Tarefa a realizar :: Como você continuaria o texto sobre o Shabat a partir da última frase apresentada?

### Trecho da página

O motivo disso é que a própria habilidade de receber a essência espiritual do Shabat advém da autoanulação e da disposição e habilidade de se render perante o Eterno: o ato do homem de abdicar de seu estado humano e mundano perante a Santidade Divina, por meio do qual todos os mundos, tanto o nosso mundo físico quanto os espirituais, são elevados. Por um lado, são os seis dias que precedem o Shabat que permitem ao homem aperfeiçoar o mundo e sua própria alma. Por outro, o Shabat é a fonte da plenitude para os seis dias da semana que o seguem. Se não existisse o Shabat, o mundo se esgotaria, tanto física como espiritualmente. Sem o Shabat, não haveria renovação e, portanto, o mundo estaria desprovido da energia necessária para continuar a existir.

Muitas pessoas não compreendem ou interpretam mal a importância e o propósito do Shabat. Aqueles que desconhecem as dimensões místicas do dia sagrado podem acreditar que o propósito do Shabat é o mesmo que o dos dias do fim de semana. Infelizmente, há pessoas que opinam que o Shabat é um costume arcaico, instituído em uma época em que os seres humanos eram obrigados a trabalhar sete dias por semana. Tal conceito é errôneo. O Shabat é o dia de D’us, instituído já no Sétimo Dia da Criação, milênios antes de a Torá ser outorgada no Monte Sinai. De fato, a santidade do Shabat, como a luz do sol, é uma dádiva que independe dos seres humanos. Além disso, sua santidade é comparável à de uma localização sagrada, como, por exemplo, a cidade de Jerusalém: é algo intrínseco, imutável, mas é perceptível apenas àqueles que estão abertos à espiritualidade.

######
### Material extraído

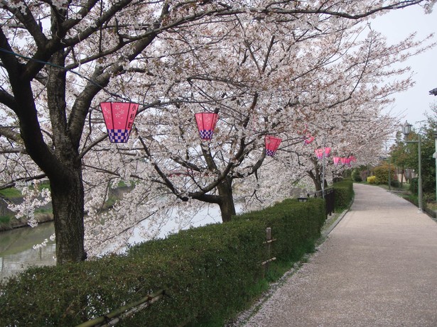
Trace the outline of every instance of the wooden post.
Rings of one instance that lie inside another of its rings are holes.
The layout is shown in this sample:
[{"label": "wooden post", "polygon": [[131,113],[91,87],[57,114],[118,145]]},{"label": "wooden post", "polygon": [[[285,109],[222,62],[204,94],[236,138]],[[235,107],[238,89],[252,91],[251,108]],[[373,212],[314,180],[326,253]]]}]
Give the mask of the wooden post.
[{"label": "wooden post", "polygon": [[264,274],[266,274],[269,271],[269,265],[270,259],[270,255],[271,255],[271,242],[269,242],[271,240],[271,228],[270,227],[267,227],[266,228],[266,242],[267,243],[266,252],[267,252],[267,262],[266,263]]},{"label": "wooden post", "polygon": [[266,245],[266,260],[261,264],[264,266],[264,269],[262,271],[263,278],[266,276],[266,273],[269,270],[269,263],[271,261],[276,260],[276,257],[270,257],[271,255],[271,243],[276,240],[276,238],[271,238],[271,228],[267,227],[266,229],[266,241],[264,243]]}]

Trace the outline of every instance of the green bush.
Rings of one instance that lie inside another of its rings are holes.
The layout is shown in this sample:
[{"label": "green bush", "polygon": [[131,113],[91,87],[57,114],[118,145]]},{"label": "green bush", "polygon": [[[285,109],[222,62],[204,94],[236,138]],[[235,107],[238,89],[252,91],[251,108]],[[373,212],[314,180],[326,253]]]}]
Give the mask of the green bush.
[{"label": "green bush", "polygon": [[353,182],[351,179],[344,179],[334,183],[334,194],[335,196],[335,211],[342,211],[347,208],[354,196]]},{"label": "green bush", "polygon": [[325,219],[322,199],[287,200],[133,246],[124,255],[33,267],[0,282],[0,326],[76,326],[161,289],[162,299],[117,326],[195,326],[230,316],[265,289],[266,228],[277,240],[274,270],[313,248]]},{"label": "green bush", "polygon": [[369,176],[367,177],[367,183],[377,184],[377,177],[376,176]]},{"label": "green bush", "polygon": [[[387,184],[388,185],[389,166],[387,165],[375,167],[373,172],[376,177],[377,184]],[[391,181],[397,179],[392,165],[390,167],[390,179]]]}]

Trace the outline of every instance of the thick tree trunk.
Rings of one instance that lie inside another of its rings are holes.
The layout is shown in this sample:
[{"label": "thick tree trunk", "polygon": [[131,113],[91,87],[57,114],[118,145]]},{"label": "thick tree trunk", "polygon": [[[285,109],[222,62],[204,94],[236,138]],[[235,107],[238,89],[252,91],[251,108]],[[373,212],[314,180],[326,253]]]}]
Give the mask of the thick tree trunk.
[{"label": "thick tree trunk", "polygon": [[68,178],[50,180],[57,263],[82,261],[84,248],[84,190],[80,168],[72,169]]},{"label": "thick tree trunk", "polygon": [[220,196],[219,206],[222,214],[223,223],[231,221],[232,216],[235,216],[235,204],[232,196],[232,180],[230,177],[225,178],[217,186]]},{"label": "thick tree trunk", "polygon": [[321,174],[319,174],[318,170],[315,170],[315,174],[313,172],[312,170],[308,170],[307,172],[308,175],[313,180],[313,183],[314,183],[314,187],[315,187],[315,191],[321,191],[322,190],[322,177]]}]

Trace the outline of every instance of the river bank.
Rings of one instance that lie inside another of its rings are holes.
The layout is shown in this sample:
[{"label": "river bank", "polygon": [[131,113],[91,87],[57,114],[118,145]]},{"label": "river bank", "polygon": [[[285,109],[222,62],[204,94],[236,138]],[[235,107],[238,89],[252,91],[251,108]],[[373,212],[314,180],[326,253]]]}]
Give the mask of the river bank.
[{"label": "river bank", "polygon": [[[53,221],[53,214],[36,214],[35,218],[38,223]],[[9,217],[9,221],[0,223],[0,232],[28,227],[28,226],[29,225],[27,223],[27,218],[24,217],[17,218],[14,216],[11,216]]]}]

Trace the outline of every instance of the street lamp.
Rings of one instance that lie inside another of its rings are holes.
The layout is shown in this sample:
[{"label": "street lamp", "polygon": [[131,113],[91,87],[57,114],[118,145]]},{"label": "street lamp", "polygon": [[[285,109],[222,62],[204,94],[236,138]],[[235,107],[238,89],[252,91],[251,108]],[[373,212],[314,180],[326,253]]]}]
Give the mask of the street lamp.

######

Resposta do exercício ::
É difícil, e, em certos casos, até impossível, transferir santidade, especialmente quando algo é consagrado não pelo homem, mas pelo Altíssimo. Por exemplo, nenhuma cidade, nem mesmo na Terra Santa, pode tomar o lugar de Jerusalém. Da mesma forma, nenhum edifício, independentemente de quão belo ou grandioso seja, pode substituir o Templo Sagrado. De modo análogo, nenhum dia pode substituir o Shabat. Mas apesar da qualidade de santidade ser um conceito objetivo, o grau de santidade que o ser humano pode presenciar depende de seu preparo e de sua abertura espiritual. Pode-se viver em Jerusalém e nunca desfrutar da santidade da cidade e de seus locais sagrados; pode-se acreditar que a cidade não é diferente de qualquer outra. O mesmo vale para o Shabat. Por outro lado, quanto mais intensa e sincera for a busca pela espiritualidade durante os seis dias mundanos da semana, mais fácil será sentir a santidade do Shabat. E quanto mais alto for o nível espiritual de um judeu, mais aguçada será sua percepção da elevação de todos os mundos no Sétimo Dia.

Como mencionamos anteriormente, Shabat é o dia que manifesta a Sefirá de Malchut, Realeza. Esse canal de energia Divino representa a Shechiná – a Presença Divina em nosso mundo. Além de ser a última Sefirá, Malchut é também um receptáculo que absorve todas as Sefirot que a precedem. Malchut é, por vários motivos, uma Sefirá bastante diferente das demais: é a única Sefirá emocional “feminina”, e, como o Shabat, o dia ao qual está associada, é considerada “passiva”.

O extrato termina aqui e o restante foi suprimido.